» **What you are asked to do**
Pick out each line of the items below that contains the string "pedestrian" and copy those lines.

* BEGIN *

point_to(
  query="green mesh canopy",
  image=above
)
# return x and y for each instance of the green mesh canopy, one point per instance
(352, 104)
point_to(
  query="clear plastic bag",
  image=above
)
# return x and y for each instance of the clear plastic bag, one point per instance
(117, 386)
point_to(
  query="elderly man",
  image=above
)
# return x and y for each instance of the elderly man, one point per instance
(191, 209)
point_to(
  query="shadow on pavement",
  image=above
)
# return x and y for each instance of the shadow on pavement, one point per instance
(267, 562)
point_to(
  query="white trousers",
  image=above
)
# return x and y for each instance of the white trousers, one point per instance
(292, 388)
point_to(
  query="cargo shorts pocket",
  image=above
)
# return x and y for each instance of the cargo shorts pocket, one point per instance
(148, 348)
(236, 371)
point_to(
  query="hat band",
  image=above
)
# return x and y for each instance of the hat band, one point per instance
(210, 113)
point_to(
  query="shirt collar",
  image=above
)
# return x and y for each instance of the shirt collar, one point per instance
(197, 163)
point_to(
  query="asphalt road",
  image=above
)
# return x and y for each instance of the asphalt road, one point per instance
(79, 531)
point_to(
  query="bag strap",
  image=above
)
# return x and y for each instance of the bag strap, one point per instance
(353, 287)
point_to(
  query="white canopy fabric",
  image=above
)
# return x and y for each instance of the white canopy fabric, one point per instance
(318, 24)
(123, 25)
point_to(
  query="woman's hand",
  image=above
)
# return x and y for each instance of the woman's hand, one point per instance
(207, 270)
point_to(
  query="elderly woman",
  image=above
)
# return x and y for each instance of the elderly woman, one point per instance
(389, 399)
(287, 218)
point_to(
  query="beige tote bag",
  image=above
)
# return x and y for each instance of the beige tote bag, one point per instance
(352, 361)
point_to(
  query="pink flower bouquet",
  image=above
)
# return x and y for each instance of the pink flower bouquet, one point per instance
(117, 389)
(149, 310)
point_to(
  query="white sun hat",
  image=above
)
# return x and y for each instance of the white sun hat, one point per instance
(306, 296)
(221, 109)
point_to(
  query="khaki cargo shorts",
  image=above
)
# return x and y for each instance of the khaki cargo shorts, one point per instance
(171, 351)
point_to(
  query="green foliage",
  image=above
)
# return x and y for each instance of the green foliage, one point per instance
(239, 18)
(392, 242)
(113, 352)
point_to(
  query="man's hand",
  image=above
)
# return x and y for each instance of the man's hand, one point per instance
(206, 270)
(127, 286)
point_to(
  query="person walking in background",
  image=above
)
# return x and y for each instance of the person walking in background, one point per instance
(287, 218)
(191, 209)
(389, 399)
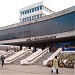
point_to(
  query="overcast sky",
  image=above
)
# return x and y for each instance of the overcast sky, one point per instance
(9, 9)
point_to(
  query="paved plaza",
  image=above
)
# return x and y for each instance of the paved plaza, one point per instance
(32, 70)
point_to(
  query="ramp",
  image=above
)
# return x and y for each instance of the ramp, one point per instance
(52, 56)
(16, 56)
(34, 57)
(7, 53)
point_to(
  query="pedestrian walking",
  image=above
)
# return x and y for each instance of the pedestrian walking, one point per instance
(55, 65)
(2, 60)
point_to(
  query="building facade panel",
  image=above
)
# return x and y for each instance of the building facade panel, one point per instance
(59, 24)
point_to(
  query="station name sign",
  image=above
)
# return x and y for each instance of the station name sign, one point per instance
(40, 38)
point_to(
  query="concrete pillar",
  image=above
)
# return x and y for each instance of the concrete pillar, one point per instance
(43, 47)
(20, 47)
(34, 48)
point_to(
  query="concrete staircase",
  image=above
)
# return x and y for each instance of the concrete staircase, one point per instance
(17, 62)
(40, 61)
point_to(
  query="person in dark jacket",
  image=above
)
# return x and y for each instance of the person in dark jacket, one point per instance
(2, 60)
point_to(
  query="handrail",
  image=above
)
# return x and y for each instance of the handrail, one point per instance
(34, 58)
(37, 55)
(52, 56)
(16, 57)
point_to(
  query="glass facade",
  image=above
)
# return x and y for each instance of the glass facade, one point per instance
(59, 24)
(32, 17)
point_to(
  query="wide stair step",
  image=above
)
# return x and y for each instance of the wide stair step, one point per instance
(44, 57)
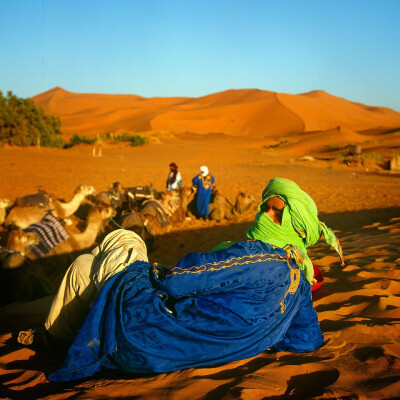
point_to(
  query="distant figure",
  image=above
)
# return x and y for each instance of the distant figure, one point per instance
(174, 180)
(98, 147)
(203, 183)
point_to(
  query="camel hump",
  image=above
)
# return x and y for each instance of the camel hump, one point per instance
(41, 199)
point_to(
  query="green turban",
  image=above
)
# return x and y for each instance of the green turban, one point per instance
(300, 226)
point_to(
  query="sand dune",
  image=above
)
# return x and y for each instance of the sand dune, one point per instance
(245, 112)
(358, 305)
(246, 137)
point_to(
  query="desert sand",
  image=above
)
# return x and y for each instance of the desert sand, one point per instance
(358, 305)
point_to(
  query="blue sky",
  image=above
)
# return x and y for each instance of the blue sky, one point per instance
(165, 48)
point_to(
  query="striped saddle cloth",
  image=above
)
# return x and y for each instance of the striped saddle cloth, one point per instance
(51, 233)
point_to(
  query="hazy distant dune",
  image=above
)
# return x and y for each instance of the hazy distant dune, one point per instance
(244, 112)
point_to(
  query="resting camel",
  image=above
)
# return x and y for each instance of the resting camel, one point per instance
(138, 223)
(221, 208)
(97, 218)
(21, 217)
(4, 204)
(19, 280)
(21, 241)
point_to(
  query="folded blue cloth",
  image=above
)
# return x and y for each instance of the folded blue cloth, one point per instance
(210, 308)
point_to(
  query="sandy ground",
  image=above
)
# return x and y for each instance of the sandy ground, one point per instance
(358, 305)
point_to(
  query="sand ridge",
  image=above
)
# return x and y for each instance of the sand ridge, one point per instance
(358, 305)
(243, 112)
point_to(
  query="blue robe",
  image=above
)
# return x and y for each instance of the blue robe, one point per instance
(203, 195)
(210, 308)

* END *

» **The completed task**
  query="pedestrian walking",
# return x and y for each instance of the pedestrian walking, one point per instance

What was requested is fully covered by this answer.